> **Region labeling records**:
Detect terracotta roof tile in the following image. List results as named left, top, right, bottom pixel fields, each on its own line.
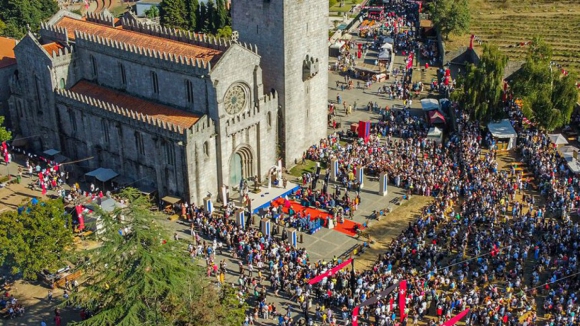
left=42, top=42, right=64, bottom=55
left=55, top=16, right=223, bottom=63
left=70, top=80, right=199, bottom=128
left=0, top=37, right=16, bottom=68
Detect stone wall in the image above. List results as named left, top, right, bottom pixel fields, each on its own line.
left=9, top=33, right=60, bottom=149
left=210, top=45, right=278, bottom=194
left=232, top=0, right=328, bottom=167
left=437, top=31, right=447, bottom=64
left=75, top=36, right=209, bottom=114
left=0, top=64, right=16, bottom=126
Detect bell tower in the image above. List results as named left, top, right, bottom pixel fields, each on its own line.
left=232, top=0, right=328, bottom=166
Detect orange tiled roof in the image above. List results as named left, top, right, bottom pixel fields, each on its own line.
left=55, top=16, right=223, bottom=63
left=0, top=37, right=16, bottom=68
left=42, top=42, right=64, bottom=55
left=70, top=80, right=199, bottom=128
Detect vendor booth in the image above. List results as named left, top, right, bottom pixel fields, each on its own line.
left=85, top=168, right=119, bottom=182
left=421, top=98, right=439, bottom=111
left=427, top=127, right=443, bottom=144
left=427, top=110, right=446, bottom=127
left=487, top=119, right=518, bottom=150
left=373, top=74, right=387, bottom=83
left=367, top=7, right=385, bottom=21
left=328, top=40, right=345, bottom=57
left=558, top=146, right=580, bottom=174
left=548, top=134, right=568, bottom=147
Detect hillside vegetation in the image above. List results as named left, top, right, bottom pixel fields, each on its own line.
left=446, top=0, right=580, bottom=74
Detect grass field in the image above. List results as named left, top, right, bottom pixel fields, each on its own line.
left=446, top=0, right=580, bottom=75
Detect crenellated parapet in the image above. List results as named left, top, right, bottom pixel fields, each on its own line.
left=75, top=31, right=211, bottom=75
left=55, top=89, right=190, bottom=140
left=186, top=115, right=216, bottom=138
left=121, top=18, right=258, bottom=54
left=48, top=47, right=74, bottom=66
left=40, top=23, right=69, bottom=44
left=86, top=11, right=115, bottom=27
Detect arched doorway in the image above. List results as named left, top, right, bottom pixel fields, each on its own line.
left=230, top=146, right=254, bottom=186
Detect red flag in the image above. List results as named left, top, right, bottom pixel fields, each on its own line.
left=352, top=306, right=359, bottom=326
left=491, top=244, right=499, bottom=257
left=308, top=258, right=352, bottom=285
left=399, top=280, right=407, bottom=321
left=442, top=308, right=469, bottom=326
left=75, top=205, right=85, bottom=231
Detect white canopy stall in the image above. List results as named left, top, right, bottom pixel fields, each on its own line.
left=85, top=168, right=119, bottom=182
left=548, top=134, right=568, bottom=147
left=421, top=98, right=439, bottom=111
left=558, top=146, right=580, bottom=174
left=427, top=127, right=443, bottom=144
left=487, top=119, right=518, bottom=150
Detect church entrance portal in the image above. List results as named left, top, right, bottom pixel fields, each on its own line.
left=230, top=147, right=254, bottom=187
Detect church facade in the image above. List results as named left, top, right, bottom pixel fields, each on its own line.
left=9, top=0, right=327, bottom=203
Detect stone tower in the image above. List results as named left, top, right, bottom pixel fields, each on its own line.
left=232, top=0, right=328, bottom=166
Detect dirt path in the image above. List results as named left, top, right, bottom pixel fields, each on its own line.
left=355, top=196, right=433, bottom=270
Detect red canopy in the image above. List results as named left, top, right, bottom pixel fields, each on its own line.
left=75, top=205, right=85, bottom=231
left=428, top=110, right=445, bottom=124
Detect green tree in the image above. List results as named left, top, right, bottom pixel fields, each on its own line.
left=159, top=0, right=188, bottom=29
left=0, top=200, right=73, bottom=280
left=197, top=2, right=210, bottom=33
left=428, top=0, right=471, bottom=39
left=207, top=0, right=219, bottom=34
left=512, top=37, right=578, bottom=131
left=216, top=0, right=229, bottom=30
left=0, top=0, right=58, bottom=38
left=216, top=26, right=232, bottom=39
left=70, top=189, right=246, bottom=326
left=187, top=0, right=199, bottom=31
left=0, top=19, right=6, bottom=35
left=453, top=45, right=508, bottom=122
left=145, top=6, right=159, bottom=19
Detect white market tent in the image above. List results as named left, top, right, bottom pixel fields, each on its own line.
left=43, top=148, right=60, bottom=156
left=421, top=98, right=439, bottom=111
left=427, top=127, right=443, bottom=143
left=558, top=146, right=580, bottom=173
left=487, top=119, right=518, bottom=150
left=85, top=168, right=119, bottom=182
left=548, top=134, right=568, bottom=146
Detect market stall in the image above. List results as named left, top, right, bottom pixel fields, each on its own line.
left=487, top=119, right=518, bottom=150
left=427, top=127, right=443, bottom=144
left=421, top=98, right=439, bottom=111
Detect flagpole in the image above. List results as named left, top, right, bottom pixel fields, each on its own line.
left=350, top=256, right=356, bottom=299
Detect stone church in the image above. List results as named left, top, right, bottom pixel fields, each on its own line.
left=9, top=0, right=328, bottom=203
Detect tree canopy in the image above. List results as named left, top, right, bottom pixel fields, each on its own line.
left=70, top=189, right=246, bottom=326
left=0, top=200, right=73, bottom=280
left=428, top=0, right=471, bottom=39
left=511, top=37, right=578, bottom=131
left=453, top=45, right=508, bottom=122
left=0, top=0, right=58, bottom=38
left=159, top=0, right=231, bottom=35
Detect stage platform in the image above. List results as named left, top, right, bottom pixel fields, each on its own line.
left=234, top=180, right=300, bottom=214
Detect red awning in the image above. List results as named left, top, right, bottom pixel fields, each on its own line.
left=428, top=110, right=445, bottom=124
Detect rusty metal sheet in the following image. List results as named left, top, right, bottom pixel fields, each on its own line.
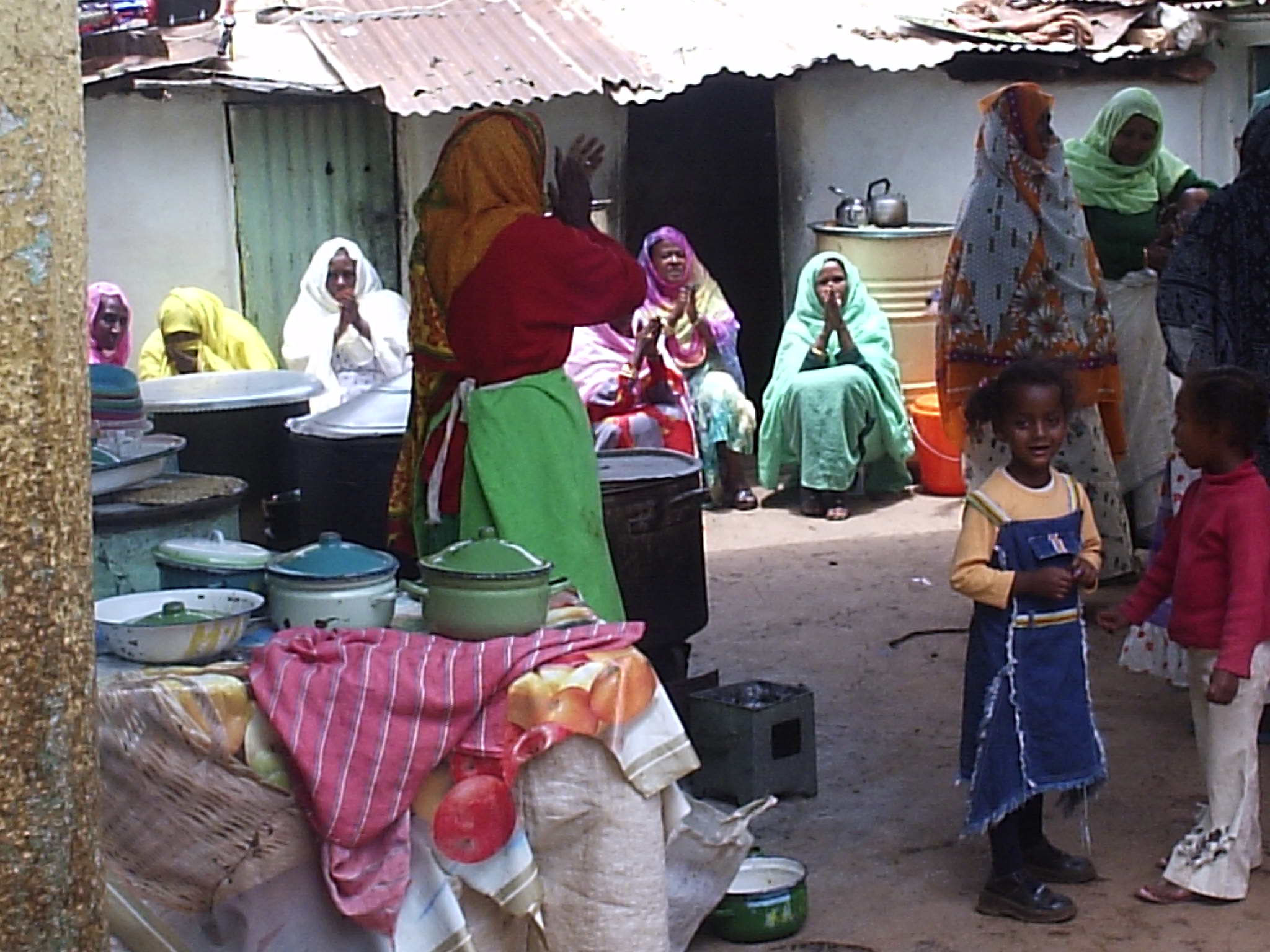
left=298, top=0, right=657, bottom=115
left=80, top=23, right=221, bottom=86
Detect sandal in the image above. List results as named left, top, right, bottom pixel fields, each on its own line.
left=797, top=486, right=824, bottom=519
left=1133, top=879, right=1197, bottom=906
left=824, top=493, right=851, bottom=522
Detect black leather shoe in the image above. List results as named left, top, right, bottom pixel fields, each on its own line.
left=1024, top=842, right=1099, bottom=882
left=974, top=872, right=1076, bottom=923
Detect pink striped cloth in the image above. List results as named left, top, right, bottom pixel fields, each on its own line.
left=250, top=622, right=644, bottom=935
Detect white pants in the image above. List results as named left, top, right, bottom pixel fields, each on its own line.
left=1165, top=641, right=1270, bottom=899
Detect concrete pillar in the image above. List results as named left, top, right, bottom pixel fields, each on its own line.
left=0, top=0, right=103, bottom=952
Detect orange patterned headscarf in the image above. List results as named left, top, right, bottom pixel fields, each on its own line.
left=389, top=108, right=546, bottom=552
left=935, top=82, right=1126, bottom=456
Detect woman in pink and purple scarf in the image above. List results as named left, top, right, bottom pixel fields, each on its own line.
left=84, top=281, right=132, bottom=367
left=635, top=226, right=758, bottom=509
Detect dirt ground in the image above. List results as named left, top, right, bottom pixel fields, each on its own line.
left=692, top=495, right=1270, bottom=952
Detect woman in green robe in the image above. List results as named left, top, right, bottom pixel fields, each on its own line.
left=758, top=252, right=913, bottom=521
left=1063, top=86, right=1217, bottom=545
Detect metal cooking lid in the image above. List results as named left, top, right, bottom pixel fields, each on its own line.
left=419, top=526, right=551, bottom=578
left=265, top=532, right=397, bottom=581
left=287, top=373, right=412, bottom=439
left=812, top=221, right=955, bottom=239
left=155, top=529, right=273, bottom=571
left=127, top=602, right=221, bottom=628
left=597, top=449, right=701, bottom=483
left=141, top=371, right=325, bottom=414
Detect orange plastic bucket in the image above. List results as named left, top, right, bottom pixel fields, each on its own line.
left=909, top=394, right=965, bottom=496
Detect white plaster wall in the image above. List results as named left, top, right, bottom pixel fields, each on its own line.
left=397, top=94, right=626, bottom=283
left=84, top=90, right=241, bottom=367
left=776, top=61, right=1247, bottom=297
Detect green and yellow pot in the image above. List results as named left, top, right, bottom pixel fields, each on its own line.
left=706, top=855, right=806, bottom=942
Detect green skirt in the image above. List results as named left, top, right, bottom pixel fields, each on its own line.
left=414, top=368, right=626, bottom=620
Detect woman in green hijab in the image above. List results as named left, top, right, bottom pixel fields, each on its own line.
left=1063, top=86, right=1217, bottom=545
left=758, top=253, right=913, bottom=521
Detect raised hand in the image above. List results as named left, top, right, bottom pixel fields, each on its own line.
left=569, top=136, right=605, bottom=177
left=548, top=141, right=592, bottom=229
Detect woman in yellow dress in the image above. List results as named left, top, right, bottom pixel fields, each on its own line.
left=137, top=288, right=278, bottom=379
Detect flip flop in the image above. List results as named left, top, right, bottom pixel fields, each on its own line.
left=1133, top=879, right=1196, bottom=906
left=799, top=486, right=824, bottom=519
left=824, top=493, right=851, bottom=522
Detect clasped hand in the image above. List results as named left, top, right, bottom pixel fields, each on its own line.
left=1015, top=557, right=1099, bottom=602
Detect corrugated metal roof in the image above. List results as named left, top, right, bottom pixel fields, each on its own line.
left=80, top=23, right=221, bottom=86
left=300, top=0, right=657, bottom=115
left=587, top=0, right=1163, bottom=103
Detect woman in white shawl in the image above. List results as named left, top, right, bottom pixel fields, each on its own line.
left=282, top=237, right=411, bottom=413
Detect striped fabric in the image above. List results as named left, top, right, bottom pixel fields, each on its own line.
left=250, top=622, right=644, bottom=934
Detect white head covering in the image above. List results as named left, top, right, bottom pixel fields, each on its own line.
left=282, top=237, right=411, bottom=413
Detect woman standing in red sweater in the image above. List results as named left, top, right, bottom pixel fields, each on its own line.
left=1099, top=367, right=1270, bottom=902
left=389, top=108, right=644, bottom=620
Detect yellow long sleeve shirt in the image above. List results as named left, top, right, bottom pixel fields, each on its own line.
left=950, top=467, right=1103, bottom=608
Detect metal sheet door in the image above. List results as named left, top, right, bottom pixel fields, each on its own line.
left=229, top=97, right=400, bottom=353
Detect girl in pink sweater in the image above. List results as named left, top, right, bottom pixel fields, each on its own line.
left=1099, top=367, right=1270, bottom=902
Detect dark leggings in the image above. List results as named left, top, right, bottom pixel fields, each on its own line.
left=988, top=795, right=1046, bottom=876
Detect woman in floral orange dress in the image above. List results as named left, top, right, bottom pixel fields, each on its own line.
left=936, top=82, right=1133, bottom=578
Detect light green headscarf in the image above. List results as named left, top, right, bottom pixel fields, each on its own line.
left=758, top=252, right=913, bottom=487
left=1063, top=86, right=1190, bottom=214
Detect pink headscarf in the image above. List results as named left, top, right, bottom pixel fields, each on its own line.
left=639, top=224, right=697, bottom=309
left=564, top=324, right=692, bottom=434
left=84, top=281, right=132, bottom=367
left=635, top=224, right=745, bottom=376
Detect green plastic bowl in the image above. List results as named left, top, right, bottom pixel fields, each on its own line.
left=706, top=855, right=806, bottom=942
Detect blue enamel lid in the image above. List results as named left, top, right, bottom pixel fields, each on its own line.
left=265, top=532, right=397, bottom=581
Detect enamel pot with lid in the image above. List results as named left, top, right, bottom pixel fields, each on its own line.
left=154, top=529, right=273, bottom=596
left=265, top=532, right=397, bottom=628
left=402, top=527, right=564, bottom=641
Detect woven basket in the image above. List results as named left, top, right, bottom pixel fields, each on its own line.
left=98, top=681, right=316, bottom=913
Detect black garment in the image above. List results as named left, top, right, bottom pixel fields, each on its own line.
left=988, top=795, right=1046, bottom=877
left=1156, top=109, right=1270, bottom=475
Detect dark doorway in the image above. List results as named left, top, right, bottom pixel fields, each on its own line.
left=624, top=75, right=786, bottom=406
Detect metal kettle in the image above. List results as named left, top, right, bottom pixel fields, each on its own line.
left=865, top=179, right=908, bottom=229
left=829, top=185, right=869, bottom=229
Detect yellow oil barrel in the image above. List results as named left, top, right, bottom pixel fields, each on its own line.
left=808, top=222, right=952, bottom=406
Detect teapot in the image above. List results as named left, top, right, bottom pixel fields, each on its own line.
left=865, top=179, right=908, bottom=229
left=829, top=185, right=869, bottom=229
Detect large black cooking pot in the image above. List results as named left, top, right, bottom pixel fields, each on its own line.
left=288, top=373, right=414, bottom=574
left=291, top=433, right=401, bottom=550
left=141, top=371, right=322, bottom=542
left=600, top=449, right=710, bottom=649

> **Directive**: Please edit the data between the lines holding "Detect rusty metal" and "left=935, top=82, right=1126, bottom=456", inclusive, replacing "pixel fields" with "pixel coordinates" and changing nothing else. Return only those lines, without the pictures.

> **Result below**:
Detect rusty metal sheet in the following image. List results as named left, top, right, bottom pixel coordinates, each on its own line.
left=298, top=0, right=657, bottom=115
left=80, top=23, right=221, bottom=86
Detect sandal in the image above. List results as named left, top, right, bottom pixel coordinates, each on its own line.
left=797, top=486, right=824, bottom=519
left=1133, top=879, right=1197, bottom=906
left=824, top=493, right=851, bottom=522
Detect black leather shoe in the image above. List results as named left, top, right, bottom pixel coordinates, each on its own line.
left=1024, top=842, right=1099, bottom=882
left=974, top=872, right=1076, bottom=923
Detect pink striped cloth in the image above. List results as named left, top, right, bottom pixel coordinates, each on its own line.
left=250, top=622, right=644, bottom=935
Detect white pants in the image above. List results as named left, top, right, bottom pixel coordinates, each on its own line.
left=1165, top=641, right=1270, bottom=899
Detect concrete pillar in the image above. List results as named left, top, right, bottom pixel coordinates, each on its own line.
left=0, top=0, right=103, bottom=952
Detect orange patterned headscarf in the image above. List results as named left, top, right, bottom pixel coordinates, each on its own line.
left=389, top=108, right=546, bottom=552
left=935, top=82, right=1126, bottom=456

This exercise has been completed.